CE QUI EST DEMANDÉ: D'après le texte sur l'arrestation du plaignant, combien d'agents au minimum a-t-il fallu pour lui maîtriser les bras une fois à terre ?

TEXTE À ÉTUDIER:
---
Analyse et décision du directeur

Le 26 juin 2021, le plaignant a subi des blessures graves durant son arrestation par des agents du SPT sur le terrain de la 31e division. L’un des agents qui a procédé à l’arrestation a été désigné comme agent impliqué (AI) aux fins de l’enquête de l’UES. Après avoir évalué les éléments de preuve, j’estime qu’il n’y a aucun motif raisonnable de croire que l’AI ait commis une infraction criminelle en lien avec l’arrestation et les blessures du plaignant.

En vertu du paragraphe 25 (1) du Code criminel, les agents de police sont exonérés de toute responsabilité criminelle lorsqu’ils ont recours à la force dans l’exécution de leurs fonctions, pour autant que cette force est raisonnablement nécessaire à l’accomplissement d’un acte qui leur est légalement enjoint ou permis de faire. Le plaignant est entré sans autorisation dans le terrain de la 31e division, a refusé de partir lorsqu’on le lui a demandé et a agressé l’AI en repoussant le bras qu’il avait tendu en position défensive. De toute évidence, l’arrestation du plaignant était justifiée.

Je suis en outre convaincu qu’il n’y a pas suffisamment de preuves pour conclure raisonnablement que l’AI, ou tout autre agent en cause, a utilisé une force excessive pour placer le plaignant sous garde. La preuve établit que le plaignant a adopté une attitude combative envers l’AI lorsqu’on lui a demandé ce qu’il faisait, puis a commencé à frapper un des bras de l’agent. Dans les circonstances, j’accepte que le placage à terre par l’AT no 1 était une tactique raisonnable puisque cela devait permettre de contrer toute nouvelle agression de la part du plaignant en le plaçant dans une position désavantageuse. Une fois à terre, le plaignant a résisté vigoureusement, et il a finalement fallu la force combinée d’au moins quatre agents pour lui maîtriser les bras. Par conséquent, je ne suis pas raisonnablement convaincu que les coups de poing assénés par l’AI et l’utilisation par l’AT no 1 de son genou pour appuyer dans le dos du plaignant et l’empêcher de se relever, constituaient une force inutile et disproportionnée. Une fois le plaignant menotté, aucune autre force n’a été utilisée contre lui.
---
ENREGISTREMENTS EXTRAITS:
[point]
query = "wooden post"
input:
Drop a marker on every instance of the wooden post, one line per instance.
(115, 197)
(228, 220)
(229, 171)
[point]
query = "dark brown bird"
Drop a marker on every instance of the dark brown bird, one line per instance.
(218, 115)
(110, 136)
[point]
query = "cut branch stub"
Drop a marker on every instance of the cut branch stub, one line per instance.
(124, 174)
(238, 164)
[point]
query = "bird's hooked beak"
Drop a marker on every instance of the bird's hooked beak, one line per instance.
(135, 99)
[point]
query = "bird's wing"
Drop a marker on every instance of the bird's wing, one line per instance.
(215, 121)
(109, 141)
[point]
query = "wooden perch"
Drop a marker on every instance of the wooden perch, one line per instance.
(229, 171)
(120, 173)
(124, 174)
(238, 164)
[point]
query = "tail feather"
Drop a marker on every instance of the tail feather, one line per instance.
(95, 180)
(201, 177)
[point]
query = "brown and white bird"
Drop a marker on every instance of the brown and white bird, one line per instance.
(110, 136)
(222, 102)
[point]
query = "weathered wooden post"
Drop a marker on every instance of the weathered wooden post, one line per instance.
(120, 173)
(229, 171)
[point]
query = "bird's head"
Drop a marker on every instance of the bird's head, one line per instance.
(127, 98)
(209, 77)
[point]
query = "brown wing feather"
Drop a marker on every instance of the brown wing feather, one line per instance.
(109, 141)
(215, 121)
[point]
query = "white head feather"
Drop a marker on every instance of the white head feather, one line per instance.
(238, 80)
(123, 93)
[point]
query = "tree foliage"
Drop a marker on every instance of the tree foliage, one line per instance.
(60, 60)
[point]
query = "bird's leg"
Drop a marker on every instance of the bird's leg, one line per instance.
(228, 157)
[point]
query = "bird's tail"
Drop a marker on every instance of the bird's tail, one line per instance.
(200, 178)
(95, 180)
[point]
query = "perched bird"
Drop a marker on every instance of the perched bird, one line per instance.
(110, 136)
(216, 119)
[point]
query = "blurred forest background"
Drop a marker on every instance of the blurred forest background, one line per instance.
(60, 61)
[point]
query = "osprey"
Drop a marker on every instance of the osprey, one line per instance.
---
CORRIGÉ: Il a fallu la force combinée d'au moins quatre agents.